> YOUR OBJECTIVE
Nothing in the data may change. Copy all of it exactly.

> SUPPLIED DATA
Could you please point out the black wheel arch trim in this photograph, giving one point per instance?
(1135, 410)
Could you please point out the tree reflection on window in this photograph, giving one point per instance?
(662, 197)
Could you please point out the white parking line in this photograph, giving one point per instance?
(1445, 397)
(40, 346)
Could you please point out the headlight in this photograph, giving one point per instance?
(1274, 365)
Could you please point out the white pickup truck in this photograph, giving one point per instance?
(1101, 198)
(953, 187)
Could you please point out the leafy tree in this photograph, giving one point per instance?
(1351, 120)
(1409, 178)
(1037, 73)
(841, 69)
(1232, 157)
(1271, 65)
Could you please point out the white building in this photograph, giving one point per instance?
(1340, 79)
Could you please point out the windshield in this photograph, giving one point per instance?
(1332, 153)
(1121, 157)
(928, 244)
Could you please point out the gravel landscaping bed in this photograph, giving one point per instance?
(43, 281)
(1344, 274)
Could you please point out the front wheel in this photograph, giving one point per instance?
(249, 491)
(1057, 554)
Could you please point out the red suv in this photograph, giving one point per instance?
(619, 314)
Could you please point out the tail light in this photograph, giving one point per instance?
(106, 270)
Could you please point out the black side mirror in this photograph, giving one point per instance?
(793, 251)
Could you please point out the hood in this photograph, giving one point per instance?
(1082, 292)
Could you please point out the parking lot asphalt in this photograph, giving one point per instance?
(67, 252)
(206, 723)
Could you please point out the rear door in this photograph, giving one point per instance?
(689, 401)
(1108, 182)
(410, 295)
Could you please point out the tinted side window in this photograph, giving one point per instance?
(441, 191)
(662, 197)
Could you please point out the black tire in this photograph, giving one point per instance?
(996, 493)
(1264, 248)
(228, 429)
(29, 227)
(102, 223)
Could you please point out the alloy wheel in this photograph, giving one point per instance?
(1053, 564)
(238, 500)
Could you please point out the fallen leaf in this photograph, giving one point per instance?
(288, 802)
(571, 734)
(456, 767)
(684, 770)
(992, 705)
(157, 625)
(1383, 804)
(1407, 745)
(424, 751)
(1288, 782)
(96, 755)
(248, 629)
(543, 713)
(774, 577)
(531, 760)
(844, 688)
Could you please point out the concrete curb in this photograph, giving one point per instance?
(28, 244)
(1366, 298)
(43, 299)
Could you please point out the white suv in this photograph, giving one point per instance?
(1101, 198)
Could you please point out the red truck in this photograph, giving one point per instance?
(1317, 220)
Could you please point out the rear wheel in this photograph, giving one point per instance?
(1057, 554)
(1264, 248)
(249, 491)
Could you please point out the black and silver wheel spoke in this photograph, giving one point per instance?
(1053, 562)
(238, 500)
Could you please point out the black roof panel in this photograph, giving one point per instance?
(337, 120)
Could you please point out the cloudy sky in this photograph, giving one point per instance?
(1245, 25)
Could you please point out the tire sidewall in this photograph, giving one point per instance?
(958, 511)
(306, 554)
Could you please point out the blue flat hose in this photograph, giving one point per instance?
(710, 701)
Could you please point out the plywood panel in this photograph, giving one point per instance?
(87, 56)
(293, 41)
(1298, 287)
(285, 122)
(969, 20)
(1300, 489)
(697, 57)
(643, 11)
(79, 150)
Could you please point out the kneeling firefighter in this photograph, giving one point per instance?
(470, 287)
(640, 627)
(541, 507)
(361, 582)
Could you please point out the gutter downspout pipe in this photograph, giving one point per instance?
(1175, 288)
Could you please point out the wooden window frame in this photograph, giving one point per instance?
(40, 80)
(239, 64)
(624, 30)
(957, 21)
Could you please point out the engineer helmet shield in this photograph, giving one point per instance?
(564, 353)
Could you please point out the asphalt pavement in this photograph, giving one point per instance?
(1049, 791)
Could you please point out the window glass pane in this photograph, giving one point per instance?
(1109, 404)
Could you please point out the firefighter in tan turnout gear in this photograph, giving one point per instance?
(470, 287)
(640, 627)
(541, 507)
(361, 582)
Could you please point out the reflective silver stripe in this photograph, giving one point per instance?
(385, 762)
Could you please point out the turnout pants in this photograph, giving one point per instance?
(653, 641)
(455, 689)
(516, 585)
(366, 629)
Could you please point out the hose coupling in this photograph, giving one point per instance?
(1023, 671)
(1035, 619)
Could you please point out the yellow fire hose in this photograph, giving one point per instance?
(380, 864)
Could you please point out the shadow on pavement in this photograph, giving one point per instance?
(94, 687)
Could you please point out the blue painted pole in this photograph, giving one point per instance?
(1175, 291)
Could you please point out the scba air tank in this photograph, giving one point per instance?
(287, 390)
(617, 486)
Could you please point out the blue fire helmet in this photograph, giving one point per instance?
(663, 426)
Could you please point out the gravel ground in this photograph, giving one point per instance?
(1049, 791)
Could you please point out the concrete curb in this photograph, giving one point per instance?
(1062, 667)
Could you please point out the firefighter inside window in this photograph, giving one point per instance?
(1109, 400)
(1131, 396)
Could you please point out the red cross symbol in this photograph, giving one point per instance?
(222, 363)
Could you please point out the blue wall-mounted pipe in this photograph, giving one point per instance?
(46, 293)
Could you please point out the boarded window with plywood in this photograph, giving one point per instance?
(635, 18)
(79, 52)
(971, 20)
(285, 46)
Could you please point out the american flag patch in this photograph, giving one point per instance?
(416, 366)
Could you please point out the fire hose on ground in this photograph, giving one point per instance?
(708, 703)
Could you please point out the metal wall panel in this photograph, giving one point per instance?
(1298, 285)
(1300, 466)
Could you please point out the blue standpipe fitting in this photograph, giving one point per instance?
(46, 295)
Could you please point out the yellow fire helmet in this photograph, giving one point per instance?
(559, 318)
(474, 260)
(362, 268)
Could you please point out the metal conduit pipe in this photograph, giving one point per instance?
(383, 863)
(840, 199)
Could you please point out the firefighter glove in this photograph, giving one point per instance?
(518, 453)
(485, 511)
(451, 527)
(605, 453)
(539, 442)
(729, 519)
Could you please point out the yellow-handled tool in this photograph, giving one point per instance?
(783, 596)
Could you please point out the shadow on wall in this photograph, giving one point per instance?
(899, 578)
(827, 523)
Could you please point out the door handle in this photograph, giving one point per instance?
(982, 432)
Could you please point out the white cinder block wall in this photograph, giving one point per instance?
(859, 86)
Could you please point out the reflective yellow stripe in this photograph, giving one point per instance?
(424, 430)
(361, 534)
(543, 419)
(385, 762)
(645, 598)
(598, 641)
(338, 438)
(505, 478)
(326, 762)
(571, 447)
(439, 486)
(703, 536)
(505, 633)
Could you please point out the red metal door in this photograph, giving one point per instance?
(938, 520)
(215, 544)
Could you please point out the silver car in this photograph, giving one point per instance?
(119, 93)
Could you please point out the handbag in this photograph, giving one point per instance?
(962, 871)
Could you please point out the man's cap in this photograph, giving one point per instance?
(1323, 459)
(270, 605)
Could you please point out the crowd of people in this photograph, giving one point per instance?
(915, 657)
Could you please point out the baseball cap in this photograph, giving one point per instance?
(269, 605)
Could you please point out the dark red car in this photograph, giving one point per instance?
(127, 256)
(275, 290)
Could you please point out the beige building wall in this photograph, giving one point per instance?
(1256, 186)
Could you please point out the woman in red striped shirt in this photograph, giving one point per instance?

> EXERCISE RESPONSE
Could you please point out the black wheel arch trim in this photograph, giving one point per instance?
(1135, 410)
Could you please point out the tree reflection on window in this photograph, giving one point per instance?
(662, 197)
Could you please point out the white parking line in this photograph, giving one point per instance?
(1445, 397)
(40, 346)
Could you please point out the headlight in this photograph, giving one point per instance?
(1274, 365)
Could you please point out the white pickup truck in this photograph, giving one point per instance?
(1101, 198)
(953, 187)
Could you please point out the leafy tree in this photograph, giving one point per instance?
(1351, 120)
(1409, 178)
(1037, 73)
(841, 69)
(1232, 157)
(1271, 65)
Could you please point out the white building in this photograph, giving one point per instance?
(1340, 79)
Could you please point out the windshield in this photograph, giving one point per instance?
(1332, 153)
(1121, 157)
(928, 244)
Could you please point out the gravel landscaping bed in this photograph, giving one point per instance?
(43, 281)
(1344, 274)
Could you please point out the front wheel in this photograph, giving one point per instance?
(249, 491)
(1057, 554)
Could you please point out the red suv in this photograph, giving one point per instance?
(619, 314)
Could you please point out the tail light in this photograph, giving one point per instance?
(106, 270)
Could you please point out the black side mirror in this photograph, giving one point per instance?
(793, 251)
Could you please point out the hood in this photograph, giving one point per instance?
(1082, 292)
Could you please point out the parking lot asphalt in this photograph, giving one point per instance?
(67, 252)
(206, 723)
Could you please point out the rear door in this photograph, giving one point per instance?
(689, 401)
(1108, 182)
(410, 295)
Could you please point out the tinted side window in this photograph, giving one point per instance?
(441, 191)
(662, 197)
Could you please point out the black tire in this photograph, giving one point per instance?
(996, 493)
(1264, 248)
(228, 429)
(29, 227)
(102, 223)
Could you please point out the alloy wheel in this photograph, giving one point per instance?
(1053, 564)
(238, 500)
Could you please point out the fallen leaf in this photograph, giving one point per instance?
(288, 802)
(571, 734)
(456, 767)
(684, 770)
(992, 705)
(157, 625)
(1383, 804)
(1407, 745)
(424, 751)
(1288, 782)
(96, 755)
(248, 629)
(543, 713)
(774, 577)
(531, 760)
(844, 688)
Could you please point out the concrete curb in this photograph, giving one point per instance?
(28, 244)
(1366, 298)
(43, 299)
Could you please point out the white suv in this photograph, giving one point per instance?
(1101, 198)
Could you please point out the red truck in this photograph, giving one point per instance?
(1317, 220)
Could you please point out the rear wheel in this photograph, giving one point per instance?
(1057, 554)
(1264, 248)
(249, 491)
Could you please point out the black and silver wheel spoke in this photograph, giving one point per instance?
(1053, 562)
(238, 500)
Could you please point out the black roof panel in this photograph, giving one point per instance?
(337, 120)
Could you please point out the cloudy sky in this photograph, giving one point per instance?
(1245, 25)
Could you please point out the tire sidewall in this photograph, giving one point per instance?
(958, 511)
(306, 554)
Could you please point out the blue flat hose in this photograph, giving one point per instance?
(710, 701)
Could you please point out the plywood panel in this photograph, giving one point per instance?
(87, 56)
(293, 41)
(1298, 287)
(285, 122)
(969, 20)
(1300, 489)
(697, 57)
(643, 11)
(79, 150)
Could you please point out the kneeling firefighter in this photograph, giving one point per instance?
(470, 287)
(640, 627)
(541, 507)
(361, 582)
Could you please point out the gutter downspout pipe in this photograph, giving one point per instance?
(1175, 288)
Could you please point out the wooden window frame in this photograph, giving one point per instance?
(40, 80)
(239, 64)
(624, 30)
(957, 21)
Could you please point out the engineer helmet shield in this photograph, giving one point per instance?
(564, 353)
Could you please point out the asphalt pavement in this photograph, giving one point per instance?
(1049, 791)
Could you please point out the window glass pane in this photograph, giving one point per instance?
(1109, 404)
Could you please point out the firefighter in tan turnout gear in this photograph, giving one point per instance?
(470, 287)
(640, 627)
(541, 507)
(361, 582)
Could you please point out the reflective silver stripe in this photograph, giving one point per instance?
(385, 762)
Could you please point out the turnout pants in this photograph, giving one point per instance?
(653, 641)
(455, 689)
(516, 585)
(366, 629)
Could you please point out the hose coupling in this photograph, giving one point per instance?
(1023, 671)
(1035, 619)
Could you please point out the yellow fire hose in this photograph, giving one point per instance?
(380, 864)
Could you please point out the shadow on pavement in this photograph, giving one point per instance?
(94, 687)
Could you please point out the blue painted pole in this photograph, giving one point per instance?
(1175, 291)
Could you please point out the scba air tank in this photograph, giving one point per instance?
(287, 390)
(617, 486)
Could you please point out the blue fire helmet in this photograph, giving one point per instance?
(663, 426)
Could you please point out the gravel ground in this photograph, giving one point per instance?
(1049, 791)
Could you please point out the concrete curb in this photograph, giving one point per instance?
(1062, 667)
Could you please point out the firefighter inside window in this photograph, giving one point per instance?
(1109, 400)
(1131, 396)
Could you please point out the red cross symbol in this photograph, giving one point per instance?
(222, 363)
Could you please point out the blue wall-mounted pipe in this photograph, giving one point per instance?
(46, 293)
Could you please point out the boarded window with plywood in this photograph, giving one point per instance?
(635, 18)
(79, 52)
(971, 20)
(285, 46)
Could you please point out the american flag patch in this photograph, giving one point per instance?
(416, 366)
Could you please point out the fire hose on ground in this photograph, giving one point per instance?
(708, 703)
Could you please point out the metal wall panel in this photograph, giving one point per instance?
(1298, 285)
(1300, 466)
Could you please point out the blue standpipe fitting in this photograph, giving one point per instance?
(46, 295)
Could you please point out the yellow fire helmet in this photograph, giving one point per instance?
(559, 318)
(474, 260)
(362, 268)
Could you please point out the metal conduit pipe in this photograph, giving one point per instance?
(383, 863)
(840, 199)
Could you please point out the firefighter glove in this photograph, giving one point per instance?
(518, 453)
(485, 511)
(451, 527)
(605, 453)
(539, 442)
(729, 519)
Could you please point out the yellow-handled tool in this photograph, giving one point per instance?
(783, 596)
Could you please point out the shadow on wall in this photograph, giving one point per instance?
(899, 578)
(827, 523)
Could you please point out the door handle in this photograph, giving one point per instance?
(982, 432)
Could you please point out the white cinder block wall in this photograph, giving one point per instance?
(859, 86)
Could you please point out the reflective yellow stripe in this photograph, giving one point per instance?
(424, 430)
(361, 534)
(543, 419)
(385, 762)
(645, 598)
(598, 641)
(338, 438)
(505, 478)
(326, 762)
(571, 447)
(439, 486)
(703, 536)
(505, 633)
Could you please point out the red metal door in this photograph, giving one point per instance?
(938, 520)
(215, 544)
Could you please point out the silver car in this photograph, giving one point per instance?
(119, 93)
Could you please point out the handbag in this photograph, giving one point per instance?
(962, 871)
Could you please point out the man's cap in this photograph, giving one point per instance?
(1323, 459)
(270, 605)
Could you please point out the crowd of people in this photograph, giving one point per instance?
(915, 657)
Could you please point out the baseball cap in this photograph, giving one point per instance?
(269, 605)
Could you please point out the dark red car in this photograph, giving one point per instance?
(127, 256)
(275, 290)
Could you please point out the beige building wall in this photograph, giving one point per instance?
(1256, 186)
Could you please point out the woman in red striped shirt in this photograph, giving one point per instance?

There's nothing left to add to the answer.